■ Extrait du document
Les premiers jours de la crise des lasagnes au cheval ont déclenché des réflexes pas très ragoûtants. De même que les pratiques de dumping social en Europe furent « emblématisées » par le « plombier polonais », en 2005, la fraude alimentaire tenait son margoulin sous le masque des « mafias roumaines », suggéraient certains commentaires.

En réaction à l’émoi d’une possible « contamination » de leurs plats par du cheval, des prestataires de la restauration ont garanti qu’ils servaient bien de la viande de bovin nationale. Le Figaro (12/02) livrait « quatre astuces » pour être sûr de manger non du bœuf mais « du bœuf français ».

Sous-entendu : s’il est de chez nous, c’est que le bœuf est bien du bœuf, l’Hexagone étant « naturellement » au-dessus de tout soupçon d’arnaque alimentaire ! Ce nationalisme bovin s’est subitement calmé dès que la société Spanghero s’est retrouvée au premier rang des suspectés mafieux.

« Les circuits de commercialisation rendent les contrôles plus complexes. Si l’on ajoute à cela le désengagement des pouvoirs publics de l’activité de contrôle, on arrive à des situations potentiellement dangereuses pour le consommateur », ajoute l’association UFC Que choisir. Depuis l’affaire de la vache folle, les produits non transformés sont surveillés sur le plan sanitaire, et la mention de leur origine est obligatoire. Mais les législations française et européenne sont très laxistes en ce qui concerne les produits transformés, tels les surgelés. Le consommateur sait d’où vient le filet de bœuf qu’il achète chez son boucher ou au rayon boucherie de son supermarché, mais pas précisément d’où vient la viande contenue dans les lasagnes surgelées. Celles-ci peuvent mentionner « origine France » même si la viande vient de Roumanie. Les organismes de contrôle comme la Direction générale de la concurrence, de la consommation et de la répression des fraudes (DGCCRF) peuvent certes déceler des délits et les sanctionner, mais « on observe une évolution de fond depuis plusieurs années vers une délégation des services de contrôle officiels aux professionnels eux-mêmes et à l’autocontrôle. Récemment, la Commission européenne a encore émis des propositions dans ce sens », pointe Olivier Andrault, chargé de mission « agriculture et alimentaire » pour l’UFC-Que choisir [^2]. La DGCCRF n’assure en fait qu’une fonction de veille et d’anticipation des marchés alimentaires et non alimentaires. Elle a ainsi rappelé en 2012, dans une directive nationale d’orientation, que la vérification de la conformité des produits passe par le seul système d’autocontrôle, une obligation communautaire source de dérives. « Les réformes ont rendu la DGCCRF inapte à contrôler des flux commerciaux complexes et de dimension européenne », souligne la CGT de cette administration, qui dénonce, avec les autres syndicats, le fiasco des réorganisations dues aux restrictions budgétaires.

■ Consigne
Restituez mot pour mot, dans l’extrait sur la crise des lasagnes au cheval, le passage allant de « Sous-entendu : s’il est » jusqu’à « des suspectés mafieux. ».

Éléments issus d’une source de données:
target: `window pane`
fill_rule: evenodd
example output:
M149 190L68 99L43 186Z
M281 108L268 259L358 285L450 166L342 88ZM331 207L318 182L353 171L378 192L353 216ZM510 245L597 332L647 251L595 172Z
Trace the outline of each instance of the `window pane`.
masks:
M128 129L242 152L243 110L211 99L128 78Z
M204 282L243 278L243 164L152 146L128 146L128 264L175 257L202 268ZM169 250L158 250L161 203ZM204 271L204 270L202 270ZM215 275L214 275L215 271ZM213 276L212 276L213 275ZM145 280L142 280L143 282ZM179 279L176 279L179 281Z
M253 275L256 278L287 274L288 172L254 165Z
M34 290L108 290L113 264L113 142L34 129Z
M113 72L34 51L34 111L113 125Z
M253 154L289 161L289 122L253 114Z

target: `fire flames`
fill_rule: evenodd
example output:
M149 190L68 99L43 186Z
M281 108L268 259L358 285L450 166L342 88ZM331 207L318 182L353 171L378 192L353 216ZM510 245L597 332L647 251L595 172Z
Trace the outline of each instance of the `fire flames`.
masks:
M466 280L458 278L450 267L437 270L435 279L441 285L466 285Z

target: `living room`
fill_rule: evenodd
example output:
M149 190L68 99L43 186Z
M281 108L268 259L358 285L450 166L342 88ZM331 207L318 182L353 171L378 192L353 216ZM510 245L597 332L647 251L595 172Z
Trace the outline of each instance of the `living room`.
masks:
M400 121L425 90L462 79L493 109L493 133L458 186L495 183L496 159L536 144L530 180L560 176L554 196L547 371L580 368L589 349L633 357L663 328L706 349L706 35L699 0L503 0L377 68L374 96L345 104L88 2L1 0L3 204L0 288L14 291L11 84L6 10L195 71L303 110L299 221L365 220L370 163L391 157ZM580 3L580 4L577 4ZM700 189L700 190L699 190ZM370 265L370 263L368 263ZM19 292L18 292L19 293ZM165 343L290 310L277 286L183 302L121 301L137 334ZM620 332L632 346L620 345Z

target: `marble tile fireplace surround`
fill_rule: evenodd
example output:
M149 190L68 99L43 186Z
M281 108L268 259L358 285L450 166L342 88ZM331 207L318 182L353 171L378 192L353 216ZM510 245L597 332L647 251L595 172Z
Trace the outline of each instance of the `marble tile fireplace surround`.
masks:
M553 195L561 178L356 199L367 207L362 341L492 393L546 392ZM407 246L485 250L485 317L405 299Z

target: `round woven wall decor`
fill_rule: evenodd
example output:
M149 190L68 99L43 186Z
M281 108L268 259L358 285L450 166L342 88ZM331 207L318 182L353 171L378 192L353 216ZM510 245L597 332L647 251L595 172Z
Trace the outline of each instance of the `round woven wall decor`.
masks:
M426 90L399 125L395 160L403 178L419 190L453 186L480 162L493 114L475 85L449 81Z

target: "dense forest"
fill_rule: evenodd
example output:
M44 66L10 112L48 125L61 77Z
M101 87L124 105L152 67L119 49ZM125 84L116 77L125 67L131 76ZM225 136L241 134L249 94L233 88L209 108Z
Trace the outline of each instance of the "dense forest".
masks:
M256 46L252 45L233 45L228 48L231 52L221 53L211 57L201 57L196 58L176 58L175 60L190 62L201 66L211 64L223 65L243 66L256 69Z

■ Réponse attendue
Sous-entendu : s’il est de chez nous, c’est que le bœuf est bien du bœuf, l’Hexagone étant « naturellement » au-dessus de tout soupçon d’arnaque alimentaire ! Ce nationalisme bovin s’est subitement calmé dès que la société Spanghero s’est retrouvée au premier rang des suspectés mafieux.